WHAT IS NEEDED: How many lines of the data include the string "before"? State the number and nothing else.
:: PROVIDED INFORMATION ::
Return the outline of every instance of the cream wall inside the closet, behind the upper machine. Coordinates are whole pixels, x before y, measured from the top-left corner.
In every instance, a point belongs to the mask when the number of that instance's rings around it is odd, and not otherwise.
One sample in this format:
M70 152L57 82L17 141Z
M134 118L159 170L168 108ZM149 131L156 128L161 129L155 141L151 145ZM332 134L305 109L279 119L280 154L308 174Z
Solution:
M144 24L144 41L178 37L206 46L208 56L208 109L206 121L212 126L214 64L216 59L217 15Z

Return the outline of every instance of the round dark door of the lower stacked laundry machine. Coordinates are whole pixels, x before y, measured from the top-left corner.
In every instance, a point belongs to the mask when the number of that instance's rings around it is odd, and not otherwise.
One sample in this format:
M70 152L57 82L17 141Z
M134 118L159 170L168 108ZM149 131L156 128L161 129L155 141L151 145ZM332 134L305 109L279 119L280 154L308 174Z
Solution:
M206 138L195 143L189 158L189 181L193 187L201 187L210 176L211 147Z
:::
FINISHED TASK: 2